#### YOUR TASK:
Your answer must be every line of the data that holds the string "reflection".

Stored data:

************

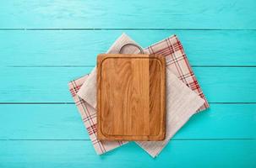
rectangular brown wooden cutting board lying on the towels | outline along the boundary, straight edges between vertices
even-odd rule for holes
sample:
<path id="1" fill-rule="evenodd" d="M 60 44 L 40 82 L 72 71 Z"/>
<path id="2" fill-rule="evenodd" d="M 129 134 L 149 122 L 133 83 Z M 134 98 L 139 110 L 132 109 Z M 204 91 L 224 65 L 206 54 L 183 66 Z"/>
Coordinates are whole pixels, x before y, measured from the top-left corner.
<path id="1" fill-rule="evenodd" d="M 98 55 L 98 139 L 163 140 L 165 113 L 165 57 Z"/>

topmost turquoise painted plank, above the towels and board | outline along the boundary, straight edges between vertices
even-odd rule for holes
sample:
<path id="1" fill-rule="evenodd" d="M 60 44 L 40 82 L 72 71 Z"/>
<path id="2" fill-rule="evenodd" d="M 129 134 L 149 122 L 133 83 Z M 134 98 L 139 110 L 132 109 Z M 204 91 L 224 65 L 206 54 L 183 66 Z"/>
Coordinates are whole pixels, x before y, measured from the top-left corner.
<path id="1" fill-rule="evenodd" d="M 254 0 L 6 1 L 0 28 L 255 29 Z"/>

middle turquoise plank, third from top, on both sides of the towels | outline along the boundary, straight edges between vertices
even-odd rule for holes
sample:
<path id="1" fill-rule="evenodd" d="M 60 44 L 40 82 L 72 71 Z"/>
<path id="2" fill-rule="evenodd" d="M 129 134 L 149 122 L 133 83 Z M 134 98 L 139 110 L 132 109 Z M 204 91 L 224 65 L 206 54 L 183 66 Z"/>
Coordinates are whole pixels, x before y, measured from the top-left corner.
<path id="1" fill-rule="evenodd" d="M 93 67 L 0 68 L 0 102 L 73 102 L 68 81 Z M 193 67 L 209 102 L 256 102 L 256 68 Z"/>

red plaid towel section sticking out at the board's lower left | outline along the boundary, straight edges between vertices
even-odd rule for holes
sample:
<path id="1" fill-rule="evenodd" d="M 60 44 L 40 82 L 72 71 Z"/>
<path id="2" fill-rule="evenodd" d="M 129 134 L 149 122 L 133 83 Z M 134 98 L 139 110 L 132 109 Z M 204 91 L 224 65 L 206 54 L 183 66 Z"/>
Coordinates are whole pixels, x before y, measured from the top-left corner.
<path id="1" fill-rule="evenodd" d="M 104 154 L 109 150 L 113 150 L 123 144 L 126 144 L 125 141 L 99 141 L 97 139 L 97 119 L 96 119 L 96 111 L 95 108 L 90 107 L 89 104 L 84 102 L 83 99 L 77 96 L 77 92 L 79 92 L 79 88 L 83 85 L 84 81 L 88 75 L 80 77 L 77 80 L 70 81 L 68 83 L 69 92 L 74 98 L 74 102 L 79 109 L 79 113 L 84 122 L 84 126 L 88 131 L 90 140 L 95 148 L 95 151 L 98 155 Z"/>

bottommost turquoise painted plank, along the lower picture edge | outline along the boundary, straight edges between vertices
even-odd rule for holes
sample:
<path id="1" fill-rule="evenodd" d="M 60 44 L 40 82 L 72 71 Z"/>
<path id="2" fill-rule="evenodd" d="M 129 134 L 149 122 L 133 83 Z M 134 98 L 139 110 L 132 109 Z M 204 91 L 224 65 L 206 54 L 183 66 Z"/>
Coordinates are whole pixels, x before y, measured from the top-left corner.
<path id="1" fill-rule="evenodd" d="M 96 155 L 89 141 L 0 141 L 1 167 L 255 167 L 256 140 L 174 140 L 156 159 L 137 144 Z M 139 156 L 139 157 L 138 157 Z"/>

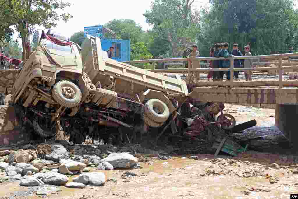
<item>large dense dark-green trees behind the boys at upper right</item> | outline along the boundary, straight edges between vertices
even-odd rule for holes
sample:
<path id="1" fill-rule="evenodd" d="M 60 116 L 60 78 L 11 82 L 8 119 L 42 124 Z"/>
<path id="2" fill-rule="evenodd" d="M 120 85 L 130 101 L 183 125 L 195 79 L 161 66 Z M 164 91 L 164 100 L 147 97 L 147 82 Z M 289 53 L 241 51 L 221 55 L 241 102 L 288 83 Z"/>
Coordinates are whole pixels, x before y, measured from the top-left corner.
<path id="1" fill-rule="evenodd" d="M 203 10 L 198 40 L 204 50 L 212 43 L 250 44 L 254 54 L 287 52 L 297 32 L 298 15 L 291 0 L 212 0 Z"/>

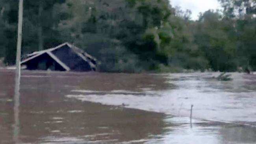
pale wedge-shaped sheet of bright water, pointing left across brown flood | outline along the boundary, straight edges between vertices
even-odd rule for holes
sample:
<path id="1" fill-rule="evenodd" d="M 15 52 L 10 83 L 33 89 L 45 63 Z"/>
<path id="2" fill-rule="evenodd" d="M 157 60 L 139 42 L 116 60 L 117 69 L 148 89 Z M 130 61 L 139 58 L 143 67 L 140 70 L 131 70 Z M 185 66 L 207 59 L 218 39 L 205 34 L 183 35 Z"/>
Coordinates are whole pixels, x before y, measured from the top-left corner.
<path id="1" fill-rule="evenodd" d="M 170 74 L 168 82 L 178 86 L 178 89 L 145 90 L 144 94 L 117 94 L 112 91 L 101 95 L 69 94 L 67 97 L 186 117 L 189 117 L 191 105 L 194 105 L 193 118 L 196 119 L 255 122 L 256 91 L 243 88 L 250 79 L 244 79 L 236 73 L 232 75 L 234 81 L 202 79 L 211 76 L 204 73 Z"/>

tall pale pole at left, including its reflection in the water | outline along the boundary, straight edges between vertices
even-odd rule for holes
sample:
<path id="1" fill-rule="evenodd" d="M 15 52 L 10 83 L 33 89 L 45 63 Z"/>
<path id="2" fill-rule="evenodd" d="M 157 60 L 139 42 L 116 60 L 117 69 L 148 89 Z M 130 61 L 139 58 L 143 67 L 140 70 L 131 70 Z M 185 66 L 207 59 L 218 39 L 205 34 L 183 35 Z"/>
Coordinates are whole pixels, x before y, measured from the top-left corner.
<path id="1" fill-rule="evenodd" d="M 18 39 L 16 53 L 16 76 L 15 76 L 15 96 L 14 96 L 14 129 L 13 140 L 19 143 L 19 105 L 20 105 L 20 53 L 22 42 L 22 23 L 23 23 L 23 0 L 19 0 L 19 22 L 18 22 Z"/>

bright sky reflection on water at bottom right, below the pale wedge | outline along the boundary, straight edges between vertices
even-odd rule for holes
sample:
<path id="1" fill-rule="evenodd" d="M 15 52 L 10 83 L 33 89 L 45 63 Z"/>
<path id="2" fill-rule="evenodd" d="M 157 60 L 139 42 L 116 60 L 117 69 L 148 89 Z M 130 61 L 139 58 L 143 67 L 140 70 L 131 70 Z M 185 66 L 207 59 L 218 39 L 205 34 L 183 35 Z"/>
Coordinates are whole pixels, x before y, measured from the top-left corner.
<path id="1" fill-rule="evenodd" d="M 194 120 L 190 128 L 188 118 L 166 117 L 169 124 L 163 135 L 154 136 L 146 144 L 254 144 L 256 130 L 250 126 Z"/>

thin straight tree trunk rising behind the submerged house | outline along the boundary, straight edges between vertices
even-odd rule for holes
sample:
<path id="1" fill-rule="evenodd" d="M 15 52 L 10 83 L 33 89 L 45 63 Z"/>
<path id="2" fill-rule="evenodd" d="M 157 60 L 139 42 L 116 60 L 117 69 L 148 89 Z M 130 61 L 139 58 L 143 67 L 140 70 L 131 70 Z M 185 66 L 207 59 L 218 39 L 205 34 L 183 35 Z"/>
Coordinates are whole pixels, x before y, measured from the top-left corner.
<path id="1" fill-rule="evenodd" d="M 38 48 L 43 50 L 43 26 L 42 26 L 43 0 L 39 0 L 38 9 Z"/>

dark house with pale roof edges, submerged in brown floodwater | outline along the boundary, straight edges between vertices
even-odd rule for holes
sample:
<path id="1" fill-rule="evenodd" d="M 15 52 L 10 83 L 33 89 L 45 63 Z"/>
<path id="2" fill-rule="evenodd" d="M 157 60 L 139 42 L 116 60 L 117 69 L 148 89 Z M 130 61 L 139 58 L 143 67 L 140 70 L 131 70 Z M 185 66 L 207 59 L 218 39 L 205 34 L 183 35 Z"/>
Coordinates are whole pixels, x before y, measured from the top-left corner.
<path id="1" fill-rule="evenodd" d="M 20 65 L 27 70 L 96 71 L 96 63 L 95 57 L 65 42 L 55 48 L 25 55 Z"/>

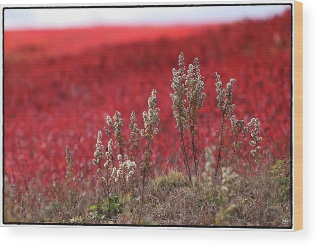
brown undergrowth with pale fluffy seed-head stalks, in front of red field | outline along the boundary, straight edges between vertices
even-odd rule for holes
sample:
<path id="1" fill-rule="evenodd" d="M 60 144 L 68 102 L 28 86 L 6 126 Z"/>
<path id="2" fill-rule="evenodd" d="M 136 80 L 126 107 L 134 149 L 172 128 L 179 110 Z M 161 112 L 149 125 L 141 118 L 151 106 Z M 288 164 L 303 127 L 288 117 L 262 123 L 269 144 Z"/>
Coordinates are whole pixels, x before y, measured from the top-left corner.
<path id="1" fill-rule="evenodd" d="M 73 174 L 71 150 L 66 148 L 66 176 L 47 197 L 37 182 L 9 184 L 5 178 L 4 221 L 70 224 L 163 225 L 163 226 L 290 226 L 290 159 L 272 157 L 261 148 L 257 118 L 235 120 L 232 93 L 234 79 L 226 87 L 215 73 L 218 108 L 221 112 L 218 141 L 199 147 L 197 123 L 203 107 L 205 84 L 197 58 L 187 73 L 179 56 L 173 70 L 172 109 L 180 135 L 180 154 L 168 171 L 155 173 L 152 159 L 159 132 L 157 91 L 148 99 L 139 130 L 131 114 L 130 140 L 122 136 L 124 120 L 116 111 L 106 117 L 105 132 L 98 131 L 90 181 Z M 249 141 L 247 137 L 250 136 Z M 247 142 L 248 145 L 244 145 Z M 104 145 L 103 144 L 107 144 Z M 240 149 L 251 146 L 244 173 Z M 198 158 L 201 155 L 200 159 Z M 191 175 L 192 174 L 192 175 Z M 49 199 L 48 199 L 49 198 Z"/>

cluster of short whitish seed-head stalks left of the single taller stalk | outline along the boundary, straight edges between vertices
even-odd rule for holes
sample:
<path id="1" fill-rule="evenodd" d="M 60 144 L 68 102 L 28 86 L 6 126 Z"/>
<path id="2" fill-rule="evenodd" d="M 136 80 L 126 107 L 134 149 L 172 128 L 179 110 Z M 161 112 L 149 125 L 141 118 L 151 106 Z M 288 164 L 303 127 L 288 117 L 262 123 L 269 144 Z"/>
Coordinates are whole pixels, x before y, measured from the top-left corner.
<path id="1" fill-rule="evenodd" d="M 109 128 L 104 128 L 106 135 L 109 136 L 109 141 L 107 147 L 105 148 L 105 153 L 103 150 L 103 145 L 101 143 L 102 133 L 98 131 L 96 151 L 94 156 L 96 159 L 92 160 L 92 163 L 97 166 L 98 179 L 96 183 L 96 191 L 98 188 L 98 180 L 101 181 L 104 197 L 109 197 L 110 194 L 122 193 L 126 195 L 130 191 L 131 183 L 134 178 L 136 162 L 133 161 L 134 155 L 133 150 L 136 148 L 137 142 L 139 141 L 139 130 L 136 125 L 135 112 L 132 112 L 132 123 L 130 128 L 132 129 L 132 140 L 131 140 L 131 158 L 127 154 L 125 147 L 127 146 L 124 138 L 122 137 L 123 132 L 123 119 L 120 118 L 120 112 L 116 111 L 113 120 L 110 116 L 106 117 L 106 123 Z M 114 137 L 115 143 L 112 137 Z M 132 142 L 134 142 L 132 144 Z M 117 154 L 117 156 L 116 156 Z M 104 156 L 106 161 L 101 166 Z M 116 158 L 115 158 L 115 157 Z M 104 169 L 105 168 L 105 169 Z M 118 188 L 119 187 L 119 188 Z"/>

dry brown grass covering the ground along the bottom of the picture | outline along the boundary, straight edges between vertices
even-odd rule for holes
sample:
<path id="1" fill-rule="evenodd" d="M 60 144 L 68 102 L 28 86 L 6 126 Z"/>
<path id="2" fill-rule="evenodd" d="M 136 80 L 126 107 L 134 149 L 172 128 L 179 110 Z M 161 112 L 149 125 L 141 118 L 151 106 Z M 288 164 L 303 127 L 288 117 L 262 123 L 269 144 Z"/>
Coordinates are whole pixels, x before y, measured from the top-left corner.
<path id="1" fill-rule="evenodd" d="M 287 164 L 284 164 L 287 165 Z M 253 178 L 239 178 L 227 199 L 235 205 L 224 215 L 223 226 L 286 227 L 282 219 L 290 218 L 290 191 L 282 194 L 280 179 L 273 179 L 271 172 Z M 216 225 L 217 214 L 227 208 L 220 198 L 218 188 L 221 175 L 215 178 L 208 195 L 203 193 L 205 184 L 190 183 L 178 171 L 169 172 L 145 183 L 144 202 L 139 224 L 142 225 Z M 283 181 L 284 182 L 284 181 Z M 66 190 L 48 201 L 36 184 L 26 190 L 23 186 L 5 182 L 5 222 L 39 223 L 88 223 L 88 224 L 137 224 L 140 210 L 141 184 L 126 196 L 119 196 L 102 206 L 98 193 L 90 187 Z M 99 201 L 99 202 L 98 202 Z M 98 209 L 92 205 L 101 203 Z M 229 204 L 229 203 L 228 203 Z M 104 204 L 105 205 L 105 204 Z M 118 210 L 116 207 L 118 206 Z M 113 211 L 112 208 L 115 208 Z M 107 211 L 107 213 L 106 213 Z"/>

************

#### OUTPUT FOR THIS EXERCISE:
tall pale pole at left, including its reflection in the water | outline along the boundary, straight edges between vertices
bright sky reflection on water at bottom right, below the pale wedge | outline along the boundary, straight edges between vertices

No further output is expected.